Texto base:
Como interferem nas tomadas de decisão climática a guerra da Ucrânia e as ameaças à paz mundial com a perda de diálogo entre as potências globais mais poluentes? Qual a possibilidade de uma retomada humanista, diante do cenário desastroso que visa apenas à manutenção de hegemonia geopolítica?
Como se comportará a humanidade diante deste imenso desafio de sobrevivência, depois de passar por profundo refluxo negacionista protagonizado a partir da era Trump — o que incluiu o Brasil?
Há populações cada vez maiores para alimentar e uma imensa riqueza em biomas ameaçados por um modelo que se mostra suicida. As previsões apontam um mundo com 10 bilhões de habitantes na década de 2050, portanto daqui a trinta anos. Se os 20 milhões da África Subsaariana já são um desafio para alimentar hoje, o que provocará o forte avanço na desertificação prevista com o aquecimento global?
A capacidade humana para construir conhecimento e referências legais, baseadas no ethos, estão sendo arrastadas para o abismo da prática política e econômica irresponsável, dentro de um cenário extremamente injusto para com os mais vulneráveis.
Avançar em conceituação e em estruturação normativa, enquanto sociedade, já nos permitiu evitar derrocadas e conter a barbárie latente, mas essa continua sua trajetória, minando a capacidade das condições naturais e rompendo expectativas futuras.
Diante dos fracassos que se revelam no caminho da mitigação climática, cujas possibilidades estão cada vez mais distantes, a proximidade do perigo deveria aumentar nossa capacidade de percepção sobre riscos e a necessidade de adaptação. Enquanto observamos o masterplan global de Paris fazer água, seria natural o forte afloramento de um plano “B”.
As tempestades de terra no norte de São Paulo, as chuvas que devastaram Recife e Petrópolis e as queimadas nos Pampas e no Pantanal sinalizam um trailer do que está por vir.
A falta de consciência pública e a ampliada escala predatória do Antropoceno não conspiram a nosso favor. São insuficientes para estancar o febril processo civilizatório. Será mais provável que sintomas muito fortes venham a ocorrer antes que a atenção da classe política se volte para a busca de soluções. Hansen disse que a mudança do clima será um fato visível para o homem comum em uma década. Ver para crer. A pergunta é se a reação só ocorrerá diante de uma convulsão intransponível.

Lista de exercícios:
- 1) Transcreva do texto sobre a crise climática o trecho que começa com as palavras que contêm "Há populações cada" e termina com "os mais vulneráveis.".
- 2) Traduza para o inglês esta frase do texto sobre a crise climática: "As previsões apontam um mundo com 10 bilhões de habitantes na década de 2050, portanto daqui a trinta anos."
- 3) Segundo o texto sobre a crise climática, o que Hansen disse sobre a mudança do clima? Responda em uma frase, por favor.

Conjunto de dados:
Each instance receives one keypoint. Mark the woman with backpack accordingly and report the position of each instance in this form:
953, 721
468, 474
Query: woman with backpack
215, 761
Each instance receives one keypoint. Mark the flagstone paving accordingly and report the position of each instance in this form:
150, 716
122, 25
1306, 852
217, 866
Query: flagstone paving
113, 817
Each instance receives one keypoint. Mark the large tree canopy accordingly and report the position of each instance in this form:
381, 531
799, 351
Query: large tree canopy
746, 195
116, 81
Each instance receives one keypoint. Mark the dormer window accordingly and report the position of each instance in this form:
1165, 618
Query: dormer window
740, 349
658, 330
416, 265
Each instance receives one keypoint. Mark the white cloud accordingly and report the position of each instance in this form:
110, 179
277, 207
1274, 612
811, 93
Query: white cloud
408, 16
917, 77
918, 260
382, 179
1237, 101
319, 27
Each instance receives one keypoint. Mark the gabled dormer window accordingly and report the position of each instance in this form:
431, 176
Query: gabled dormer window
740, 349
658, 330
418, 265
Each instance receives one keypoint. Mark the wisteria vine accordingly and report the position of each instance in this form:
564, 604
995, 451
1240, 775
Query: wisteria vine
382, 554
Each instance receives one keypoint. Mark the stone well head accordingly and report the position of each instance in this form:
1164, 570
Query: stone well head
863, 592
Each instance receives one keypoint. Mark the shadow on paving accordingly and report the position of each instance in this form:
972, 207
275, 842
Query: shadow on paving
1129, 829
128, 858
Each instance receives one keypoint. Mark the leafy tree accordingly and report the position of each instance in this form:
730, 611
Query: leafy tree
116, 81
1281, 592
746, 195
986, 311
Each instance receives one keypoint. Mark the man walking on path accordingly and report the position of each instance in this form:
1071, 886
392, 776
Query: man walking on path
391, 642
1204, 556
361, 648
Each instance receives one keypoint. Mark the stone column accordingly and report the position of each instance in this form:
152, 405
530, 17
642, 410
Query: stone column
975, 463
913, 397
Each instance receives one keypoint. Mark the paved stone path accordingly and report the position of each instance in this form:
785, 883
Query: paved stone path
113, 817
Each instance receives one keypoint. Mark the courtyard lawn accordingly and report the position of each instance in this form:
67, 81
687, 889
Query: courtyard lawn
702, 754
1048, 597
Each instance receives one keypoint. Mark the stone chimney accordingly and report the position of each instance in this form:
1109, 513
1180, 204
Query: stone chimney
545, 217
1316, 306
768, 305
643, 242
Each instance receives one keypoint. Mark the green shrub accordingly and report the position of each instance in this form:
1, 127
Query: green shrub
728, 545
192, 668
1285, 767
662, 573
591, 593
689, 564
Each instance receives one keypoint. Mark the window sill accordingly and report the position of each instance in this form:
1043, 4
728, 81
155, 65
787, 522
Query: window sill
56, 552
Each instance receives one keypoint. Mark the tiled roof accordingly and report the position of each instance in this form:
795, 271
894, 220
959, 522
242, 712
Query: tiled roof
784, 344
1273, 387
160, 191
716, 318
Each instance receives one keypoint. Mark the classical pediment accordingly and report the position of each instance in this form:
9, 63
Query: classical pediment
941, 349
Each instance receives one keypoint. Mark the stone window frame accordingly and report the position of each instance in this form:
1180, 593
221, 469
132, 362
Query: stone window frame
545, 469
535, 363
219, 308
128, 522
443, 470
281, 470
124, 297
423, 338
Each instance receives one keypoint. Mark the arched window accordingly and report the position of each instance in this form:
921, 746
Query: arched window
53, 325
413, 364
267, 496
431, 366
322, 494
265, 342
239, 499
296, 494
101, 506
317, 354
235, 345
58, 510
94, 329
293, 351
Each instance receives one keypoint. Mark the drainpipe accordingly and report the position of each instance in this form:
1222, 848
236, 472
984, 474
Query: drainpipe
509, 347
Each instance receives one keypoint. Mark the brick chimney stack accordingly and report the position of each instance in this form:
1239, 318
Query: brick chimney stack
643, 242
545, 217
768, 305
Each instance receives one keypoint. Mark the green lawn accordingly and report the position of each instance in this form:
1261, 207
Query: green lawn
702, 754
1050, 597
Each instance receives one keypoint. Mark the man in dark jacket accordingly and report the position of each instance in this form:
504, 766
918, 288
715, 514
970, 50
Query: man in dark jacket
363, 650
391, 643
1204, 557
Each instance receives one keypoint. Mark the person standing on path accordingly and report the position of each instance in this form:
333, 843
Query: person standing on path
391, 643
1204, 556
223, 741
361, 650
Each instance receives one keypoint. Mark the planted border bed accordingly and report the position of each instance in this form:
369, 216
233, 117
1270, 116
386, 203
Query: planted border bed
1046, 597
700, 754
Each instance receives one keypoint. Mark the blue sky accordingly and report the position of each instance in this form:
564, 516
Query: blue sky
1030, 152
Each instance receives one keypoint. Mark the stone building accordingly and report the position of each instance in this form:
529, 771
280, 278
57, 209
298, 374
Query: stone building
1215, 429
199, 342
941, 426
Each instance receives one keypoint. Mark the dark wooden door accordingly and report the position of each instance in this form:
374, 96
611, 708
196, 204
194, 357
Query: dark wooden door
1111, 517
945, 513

Respostas:
- 1)
Há populações cada vez maiores para alimentar e uma imensa riqueza em biomas ameaçados por um modelo que se mostra suicida. As previsões apontam um mundo com 10 bilhões de habitantes na década de 2050, portanto daqui a trinta anos. Se os 20 milhões da África Subsaariana já são um desafio para alimentar hoje, o que provocará o forte avanço na desertificação prevista com o aquecimento global?
A capacidade humana para construir conhecimento e referências legais, baseadas no ethos, estão sendo arrastadas para o abismo da prática política e econômica irresponsável, dentro de um cenário extremamente injusto para com os mais vulneráveis.

- 2) Forecasts point to a world with 10 billion inhabitants in the 2050s, that is, thirty years from now.

- 3) Hansen disse que a mudança do clima será um fato visível para o homem comum em uma década.